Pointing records
━━━━━━━━━━━━━━━━━━━━━━━━━━━━━━

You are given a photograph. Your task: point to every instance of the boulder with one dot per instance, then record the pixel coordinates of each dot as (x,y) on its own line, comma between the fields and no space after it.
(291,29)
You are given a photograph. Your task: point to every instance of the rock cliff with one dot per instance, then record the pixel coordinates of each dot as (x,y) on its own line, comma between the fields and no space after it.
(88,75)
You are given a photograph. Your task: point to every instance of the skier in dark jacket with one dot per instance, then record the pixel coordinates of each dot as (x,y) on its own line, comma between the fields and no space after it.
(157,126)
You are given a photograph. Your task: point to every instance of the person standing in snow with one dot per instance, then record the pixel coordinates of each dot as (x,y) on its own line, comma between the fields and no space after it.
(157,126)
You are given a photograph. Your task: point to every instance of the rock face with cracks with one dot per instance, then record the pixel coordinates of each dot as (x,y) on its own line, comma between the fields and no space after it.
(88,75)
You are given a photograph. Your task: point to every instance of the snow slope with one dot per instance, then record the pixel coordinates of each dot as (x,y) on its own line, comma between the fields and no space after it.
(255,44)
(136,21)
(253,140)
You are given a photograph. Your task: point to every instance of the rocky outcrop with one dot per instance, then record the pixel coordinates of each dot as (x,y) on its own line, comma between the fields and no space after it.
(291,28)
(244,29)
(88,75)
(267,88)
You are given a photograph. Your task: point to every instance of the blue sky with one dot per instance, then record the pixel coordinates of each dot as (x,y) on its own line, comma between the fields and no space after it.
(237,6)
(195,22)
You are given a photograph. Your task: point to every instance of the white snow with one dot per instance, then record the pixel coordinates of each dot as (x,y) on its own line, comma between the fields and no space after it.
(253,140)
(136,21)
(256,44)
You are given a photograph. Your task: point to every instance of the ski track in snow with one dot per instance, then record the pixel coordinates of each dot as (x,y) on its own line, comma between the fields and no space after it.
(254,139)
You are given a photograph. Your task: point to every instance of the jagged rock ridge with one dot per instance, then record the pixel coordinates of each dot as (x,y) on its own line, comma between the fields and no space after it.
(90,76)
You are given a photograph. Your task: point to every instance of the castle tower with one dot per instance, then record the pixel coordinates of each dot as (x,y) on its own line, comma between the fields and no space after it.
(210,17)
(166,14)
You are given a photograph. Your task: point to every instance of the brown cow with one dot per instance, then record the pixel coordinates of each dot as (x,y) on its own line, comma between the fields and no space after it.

━━━━━━━━━━━━━━━━━━━━━━━━━━━━━━

— Short exercise —
Copy the entries above exactly, leaving none out.

— Result —
You are given a photograph. Your task: point to every instance of the boulder with one dot per instance, then record the pixel coordinates of each dot as (x,y) on its own line, comma between the fields and no space after it.
(291,29)
You are given a photograph. Your task: point to every instance of the rock cliff with one dot per instance, then record the pixel coordinates of each dot as (x,y) on its own line, comma between the fields and no space after it.
(88,75)
You are given a photograph. Your task: point to every instance of the skier in dark jacket with one dot per instance, then record the pixel coordinates of each dot as (x,y) on its own line, comma between the fields and no space after it.
(157,126)
You are given a photograph. Your task: point to every instance of the person standing in snow with one dot per instance, then record the pixel coordinates of each dot as (x,y) on its own line, comma between the fields and no space after it.
(157,126)
You are given a photograph. Your task: point to every instance of the rock face with cracks with one dot per instance, then record the pixel coordinates of each dot as (x,y) on its own line, comma between the fields and no space after it.
(88,75)
You are given a photograph. Your task: point to every instance of the snow slope with one dot per instance, then record the pixel coordinates of each dot as (x,y) on its own line, comma between the fields and no space after it.
(255,44)
(136,21)
(253,140)
You are given a photograph. Your task: point to every instance of the rocky outcrop with one dot per instance, then record the pixel coordinates of each dot as (x,y) on its own line, comma between the fields and no space after it.
(291,28)
(244,29)
(88,75)
(267,88)
You are given a photograph. Your task: point to every instance of the blue sky with one dot per instance, then record the pixel coordinates of each dot as (x,y) on its own line, comma between the fields and no space after it.
(237,6)
(195,22)
You are given a photograph. Your task: point to every instance of the white snow with one dot per instance, then record the pixel coordinates of each dot as (x,y) on its own line, comma between the fields and no space after it.
(253,140)
(136,21)
(256,44)
You are given a photograph. Your task: point to every instance of the ski track in snow with one dot per instance, then record the pixel coordinates of each dot as (x,y) on its own line, comma between the fields and no space after it.
(254,139)
You are given a photograph. Your task: point to every instance of the jagged rock ridge with one dot per instance, then record the pixel coordinates of each dot as (x,y) on its own line, comma between the fields and no space after it.
(90,76)
You are given a photograph. Your task: point to every instance of the castle tower with one dot per instance, then record the pixel coordinates of each dot as (x,y) on its own line, comma between the fields and no space after it.
(210,17)
(166,14)
You are given a photograph. Your task: point to every instance of the brown cow with one dot per instance, then record the pixel coordinates of each dot as (x,y) on its own line, comma between the fields and no space after it.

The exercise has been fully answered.